### [ДОКУМЕНТ]
══════════════════════════════
Как пишет в «Воспоминаниях» Надежда Мандельштам, поэт позднее вспоминал о том, что «Раскольников с Ларисой жили в голодной Москве по-настоящему роскошно – особняк, слуги, великолепно сервированный стол…»[88]. Но так или иначе, вмешательство Раскольникова и Рейснер помогло, может быть, Мандельштаму спасти людей от гибели. Пускай «прямого отношения к расстрелам» должность Блюмкина в ЧК не имела, но косвенные возможности такого рода у работника этого ведомства, вероятно, были. И в любом случае Мандельштам вряд ли разбирался в структуре карательного органа и конкретных обязанностях его служащих – он узнал о людях, которым грозила гибель, и постарался их спасти.

Кто такой загадочный Пусловский, упомянутый, по словам Дзержинского, Блюмкиным? Автору книги известно об этом незаурядном человеке следующее. Францишек Ксаверий Пусловский – польский аристократ, офицер, поэт, любитель искусства. Родился в 1875 году под Парижем. Был подданным России, но в восемнадцать лет сменил российское гражданство на австрийское. Служил в австрийской кавалерии, затем изучал право, штудировал в Берлине философию и историю искусств. Первая мировая война застала его в родном имении. Там у него базировались легионеры Ю. Пилсудского, сторонники отделения Польши от России и образования независимого польского государства. Имение было занято российскими войсками, Пусловского арестовали и через некоторое время привезли в Москву, где он был интернирован до конца войны. Живя в Москве, был, в частности, секретарем консула США и главой художественной комиссии польского театра. Общался с польскими деятелями науки и культуры, был знаком с князем Феликсом Юсуповым, одним из убийц Г. Распутина. В 1918-м был арестован, приговорен к смертной казни. Освобожден Ф. Дзержинским по настоянию наркоминдела Г. Чичерина. В этом же году вернулся в Польшу, служил, был видным общественным деятелем, прожил еще пятьдесят лет и умер девяностотрехлетним в Кракове в 1968 году[89].
══════════════════════════════
### [ЗАДАНИЯ]
**1)** Ответьте на вопросы по фрагменту о Мандельштаме и Пусловском.
(а) Что, по воспоминаниям поэта в передаче Надежды Мандельштам, было у Раскольникова с Ларисой в голодной Москве?
(б) В каком году и где родился Пусловский?
(в) По чьему настоянию Ф. Дзержинский освободил Пусловского?
**2)** Приведите продолжение фрагмента о Мандельштаме и Пусловском, начав сразу после его последнего предложения.

(Записи с указанием на именованные объекты)
══════════════════════════════
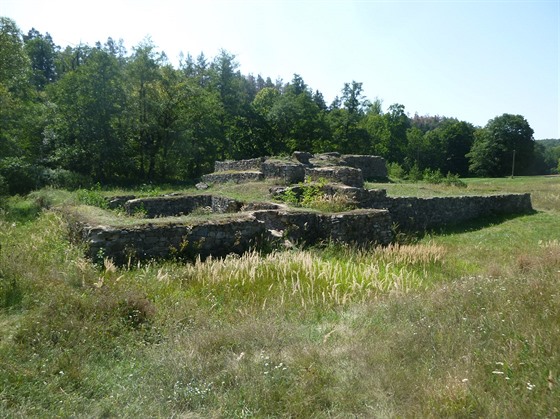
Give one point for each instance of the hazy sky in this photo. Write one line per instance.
(473, 60)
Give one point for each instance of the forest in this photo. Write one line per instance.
(77, 115)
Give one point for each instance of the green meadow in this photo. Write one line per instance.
(461, 322)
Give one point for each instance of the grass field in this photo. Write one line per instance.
(462, 323)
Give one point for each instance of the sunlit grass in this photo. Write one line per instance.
(463, 323)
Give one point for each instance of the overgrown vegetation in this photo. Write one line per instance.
(463, 323)
(145, 121)
(311, 194)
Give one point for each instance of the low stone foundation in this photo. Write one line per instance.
(172, 206)
(235, 177)
(419, 214)
(336, 174)
(238, 235)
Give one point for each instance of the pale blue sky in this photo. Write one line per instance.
(473, 60)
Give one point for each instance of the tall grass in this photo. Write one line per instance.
(460, 324)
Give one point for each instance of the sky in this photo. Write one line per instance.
(472, 60)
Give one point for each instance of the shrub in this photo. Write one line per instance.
(414, 174)
(92, 196)
(22, 177)
(65, 179)
(453, 180)
(395, 171)
(432, 176)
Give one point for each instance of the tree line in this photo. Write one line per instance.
(84, 113)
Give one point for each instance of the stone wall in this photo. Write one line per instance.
(360, 227)
(285, 172)
(235, 177)
(239, 165)
(169, 206)
(238, 235)
(419, 214)
(171, 240)
(372, 167)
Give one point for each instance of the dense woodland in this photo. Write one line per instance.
(83, 114)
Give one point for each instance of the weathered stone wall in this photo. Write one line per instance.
(361, 227)
(239, 235)
(372, 167)
(164, 241)
(419, 214)
(285, 172)
(235, 177)
(169, 206)
(338, 174)
(239, 165)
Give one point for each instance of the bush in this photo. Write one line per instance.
(453, 180)
(395, 171)
(92, 196)
(414, 174)
(22, 177)
(432, 176)
(65, 179)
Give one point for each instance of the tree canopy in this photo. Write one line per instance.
(108, 115)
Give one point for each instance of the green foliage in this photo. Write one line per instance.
(92, 196)
(395, 171)
(332, 331)
(505, 144)
(65, 179)
(20, 175)
(4, 187)
(414, 174)
(432, 176)
(95, 112)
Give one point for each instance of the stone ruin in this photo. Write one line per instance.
(227, 226)
(334, 167)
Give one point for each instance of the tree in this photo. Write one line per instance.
(42, 52)
(14, 63)
(84, 131)
(348, 134)
(505, 146)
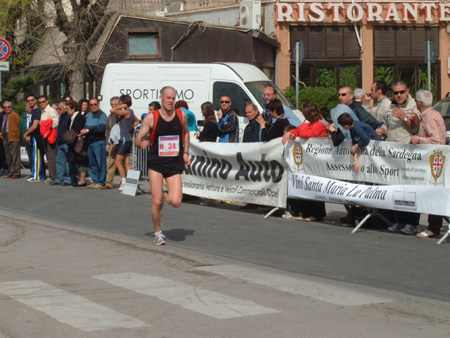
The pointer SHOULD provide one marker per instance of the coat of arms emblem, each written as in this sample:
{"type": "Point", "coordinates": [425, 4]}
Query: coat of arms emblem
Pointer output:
{"type": "Point", "coordinates": [297, 152]}
{"type": "Point", "coordinates": [437, 161]}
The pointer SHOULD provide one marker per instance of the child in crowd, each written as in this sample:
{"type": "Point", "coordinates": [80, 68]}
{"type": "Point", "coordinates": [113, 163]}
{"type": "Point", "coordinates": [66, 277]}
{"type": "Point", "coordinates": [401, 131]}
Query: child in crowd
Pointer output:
{"type": "Point", "coordinates": [311, 211]}
{"type": "Point", "coordinates": [360, 132]}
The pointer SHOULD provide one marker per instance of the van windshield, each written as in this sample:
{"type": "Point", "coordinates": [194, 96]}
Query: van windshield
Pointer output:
{"type": "Point", "coordinates": [257, 88]}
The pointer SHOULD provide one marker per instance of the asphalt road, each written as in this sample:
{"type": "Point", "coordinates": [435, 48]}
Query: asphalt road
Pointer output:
{"type": "Point", "coordinates": [374, 258]}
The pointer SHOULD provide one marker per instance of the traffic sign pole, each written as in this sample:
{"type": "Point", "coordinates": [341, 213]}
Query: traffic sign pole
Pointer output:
{"type": "Point", "coordinates": [5, 52]}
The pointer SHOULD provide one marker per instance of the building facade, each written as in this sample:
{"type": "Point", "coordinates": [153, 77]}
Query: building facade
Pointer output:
{"type": "Point", "coordinates": [353, 43]}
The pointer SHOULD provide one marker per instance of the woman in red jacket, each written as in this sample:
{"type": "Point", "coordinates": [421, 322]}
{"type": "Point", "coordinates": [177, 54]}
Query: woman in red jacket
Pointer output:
{"type": "Point", "coordinates": [312, 211]}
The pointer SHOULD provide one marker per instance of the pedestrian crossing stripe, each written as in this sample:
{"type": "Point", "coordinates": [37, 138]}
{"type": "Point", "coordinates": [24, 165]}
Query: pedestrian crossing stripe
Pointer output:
══════════════════════════════
### [ОТВЕТЫ К УПРАЖНЕНИЮ]
**1)**
(а) Особняк, слуги и великолепно сервированный стол.
(б) В 1875 году под Парижем.
(в) По настоянию наркоминдела Г. Чичерина.

**2)**
Из газеты «Заря России» (№ 54 за 1918 год) мы узнаем, что арестован был Пусловский примерно в середине июня в той самой гостинице «Элит», где располагались незадолго до убийства Мирбаха Блюмкин и его подельник Н. Андреев; сидел арестованный Пусловский в Бутырках. Что могло связывать Блюмкина с Пусловским и связывало ли их что-либо, остается неясным. Вероятно, все было просто: Блюмкин занимался организацией контрразведки; попавший ему на глаза польский граф австрийского подданства мог показаться подозрительным, и Блюмкин арестовал «аристократа».

Таким образом, вполне вероятно, что вмешательство Мандельштама могло сыграть свою роль в деле Пусловского и способствовать его освобождению. Узнал ли поэт Пусловский, что, когда ему грозил расстрел на Лубянке, о нем хлопотал некий поэт Мандельштам? Видимо, это осталось ему неизвестным; впрочем, кто знает – может быть, ему об этом и было сообщено (тем же Дзержинским, например).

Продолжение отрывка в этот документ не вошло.